## Supplied data
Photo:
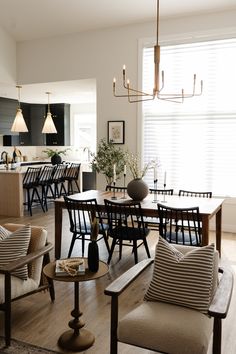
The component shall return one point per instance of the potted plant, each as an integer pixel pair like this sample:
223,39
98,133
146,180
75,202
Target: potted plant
108,155
137,189
55,155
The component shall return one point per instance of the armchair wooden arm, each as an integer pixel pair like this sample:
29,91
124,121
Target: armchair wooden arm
221,300
10,267
115,289
220,305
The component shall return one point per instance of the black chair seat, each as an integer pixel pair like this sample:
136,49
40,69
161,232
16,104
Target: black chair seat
81,216
126,223
180,225
31,184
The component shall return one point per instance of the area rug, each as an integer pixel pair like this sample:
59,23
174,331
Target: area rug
18,347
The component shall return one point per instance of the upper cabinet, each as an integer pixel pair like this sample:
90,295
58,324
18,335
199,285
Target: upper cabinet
34,115
61,118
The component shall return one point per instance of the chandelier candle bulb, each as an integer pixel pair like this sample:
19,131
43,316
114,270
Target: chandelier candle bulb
137,95
114,173
165,178
155,174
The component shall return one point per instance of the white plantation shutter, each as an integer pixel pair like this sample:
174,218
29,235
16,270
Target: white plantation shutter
195,142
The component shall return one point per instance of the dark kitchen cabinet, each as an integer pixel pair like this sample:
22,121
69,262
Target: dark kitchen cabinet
61,118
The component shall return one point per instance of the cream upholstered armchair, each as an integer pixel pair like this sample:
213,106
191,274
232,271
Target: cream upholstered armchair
23,252
174,317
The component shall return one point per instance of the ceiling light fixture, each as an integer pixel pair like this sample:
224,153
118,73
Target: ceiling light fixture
134,95
19,125
49,126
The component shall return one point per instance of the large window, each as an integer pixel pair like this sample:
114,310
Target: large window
194,142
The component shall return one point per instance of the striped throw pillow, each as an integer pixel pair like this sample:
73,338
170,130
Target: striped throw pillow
184,280
14,247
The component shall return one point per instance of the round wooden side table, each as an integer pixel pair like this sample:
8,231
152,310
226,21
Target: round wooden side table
77,338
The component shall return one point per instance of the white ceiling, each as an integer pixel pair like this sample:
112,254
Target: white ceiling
32,19
73,92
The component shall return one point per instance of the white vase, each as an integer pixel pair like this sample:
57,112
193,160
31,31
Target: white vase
137,189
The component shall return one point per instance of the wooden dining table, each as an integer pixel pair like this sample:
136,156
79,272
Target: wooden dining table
208,208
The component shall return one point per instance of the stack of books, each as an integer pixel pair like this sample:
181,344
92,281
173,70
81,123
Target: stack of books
70,266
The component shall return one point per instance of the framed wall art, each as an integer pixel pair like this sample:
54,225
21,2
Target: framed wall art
116,131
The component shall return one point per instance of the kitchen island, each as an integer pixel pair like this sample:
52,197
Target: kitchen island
11,188
11,192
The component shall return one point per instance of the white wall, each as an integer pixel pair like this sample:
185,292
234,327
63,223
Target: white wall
101,54
7,58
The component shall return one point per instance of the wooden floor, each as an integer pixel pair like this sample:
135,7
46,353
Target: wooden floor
37,321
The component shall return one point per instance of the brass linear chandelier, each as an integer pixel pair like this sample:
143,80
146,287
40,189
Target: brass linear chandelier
135,95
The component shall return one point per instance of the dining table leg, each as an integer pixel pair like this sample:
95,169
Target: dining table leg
218,230
58,229
205,230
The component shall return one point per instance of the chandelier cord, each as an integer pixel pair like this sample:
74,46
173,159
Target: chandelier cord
135,95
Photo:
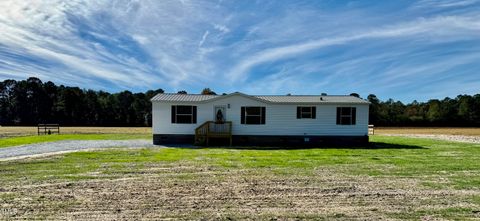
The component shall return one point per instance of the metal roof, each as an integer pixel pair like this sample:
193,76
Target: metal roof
282,99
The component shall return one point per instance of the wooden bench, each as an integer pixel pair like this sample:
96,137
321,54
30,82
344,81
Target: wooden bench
48,129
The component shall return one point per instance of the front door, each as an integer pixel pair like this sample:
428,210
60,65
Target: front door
219,114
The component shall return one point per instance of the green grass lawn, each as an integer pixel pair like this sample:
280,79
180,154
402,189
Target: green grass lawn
22,140
395,178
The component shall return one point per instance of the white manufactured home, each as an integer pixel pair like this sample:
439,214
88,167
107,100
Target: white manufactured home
259,120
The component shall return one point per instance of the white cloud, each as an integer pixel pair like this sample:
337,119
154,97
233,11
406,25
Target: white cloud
204,37
432,27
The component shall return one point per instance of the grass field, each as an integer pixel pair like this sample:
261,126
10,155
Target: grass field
25,131
31,139
395,178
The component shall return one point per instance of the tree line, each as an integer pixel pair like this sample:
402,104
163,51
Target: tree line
31,101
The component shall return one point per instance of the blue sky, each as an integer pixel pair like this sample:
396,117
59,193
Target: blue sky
404,50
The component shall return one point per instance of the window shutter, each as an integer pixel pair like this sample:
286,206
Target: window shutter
339,111
354,115
194,114
174,111
242,115
263,115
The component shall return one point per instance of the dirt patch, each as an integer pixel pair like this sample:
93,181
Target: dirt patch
466,131
193,192
456,138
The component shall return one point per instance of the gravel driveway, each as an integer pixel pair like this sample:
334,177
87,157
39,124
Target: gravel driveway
67,146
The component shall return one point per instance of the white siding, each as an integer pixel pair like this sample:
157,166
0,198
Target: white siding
281,119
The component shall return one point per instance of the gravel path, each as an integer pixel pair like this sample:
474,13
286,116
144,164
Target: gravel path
457,138
40,149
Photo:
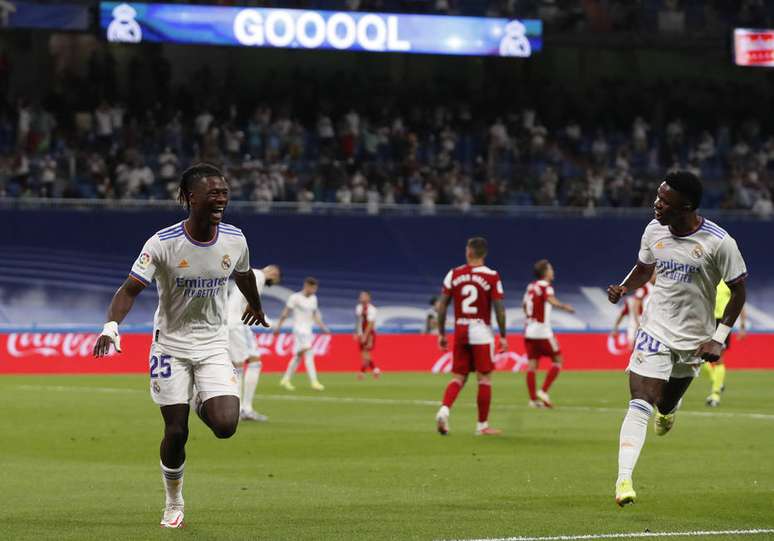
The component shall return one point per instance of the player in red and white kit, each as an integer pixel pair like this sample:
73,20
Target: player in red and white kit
365,333
539,339
475,289
633,308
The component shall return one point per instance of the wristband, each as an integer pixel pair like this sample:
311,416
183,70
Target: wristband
721,333
110,328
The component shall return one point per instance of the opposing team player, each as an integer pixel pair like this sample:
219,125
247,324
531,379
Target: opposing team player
539,339
475,290
191,262
717,370
303,306
365,333
690,255
242,345
633,307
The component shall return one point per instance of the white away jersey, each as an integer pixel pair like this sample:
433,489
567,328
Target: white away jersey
680,312
237,303
192,281
303,308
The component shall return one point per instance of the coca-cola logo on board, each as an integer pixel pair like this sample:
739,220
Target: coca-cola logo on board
282,344
53,344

## What needs to be done
Reproduce the stretch of rows from the line containing "The component shall return one point per instance of the dirt" through the end of the rows, requests included, and nothing else, with every pixel coordinate in the answers multiplied by 2.45 and rounded to a whole number (halves round up). Keep the sample coordinates in the requests unchanged, and leave the pictures out.

## Result below
The component shall return one point per instance of the dirt patch, each as an integer pixel pair like this sample:
93,181
Target: dirt patch
1142,321
473,470
1117,338
The component shall return one point per instance of the gravel driveway, each as an integer pixel pair like this sample:
334,177
87,157
39,124
Target: gravel driveway
164,358
The component shall return one point per instance of the white siding, each as an integer pixel pair like this sample:
157,166
0,198
Target: white siding
688,292
The component shall return one point per instance of the gravel path, each as an integer pixel pair like this sample:
474,13
286,116
144,164
Target: gravel path
1120,338
98,365
Photo:
The component shall return one point per instance of the player in red and white kit, each as an integer pixel pair like this sample:
73,20
Target: player in red and white kit
894,816
1321,831
1164,708
1551,755
The component shall return one point per instance of the wristband, each as an integer pixel pair like this sample:
311,416
183,70
Target: wristband
1766,816
270,804
The component shall return one point per instance of the opposing team player, each as an integer pixel pair like this sample:
219,125
247,324
531,379
Target: opposing team player
1321,831
1164,711
468,642
1757,907
742,750
894,816
1691,625
593,845
1551,752
The component shall return one point per instance of the white away jersey, each as an integer pixel pair like this sample:
433,489
567,328
Target: white away jersey
1666,764
581,742
470,688
742,755
The component shall return one point per instance of the coca-cola logo on board, each as an integer pixel pair like this sample:
739,220
Target: coca-cola logo on board
691,843
130,843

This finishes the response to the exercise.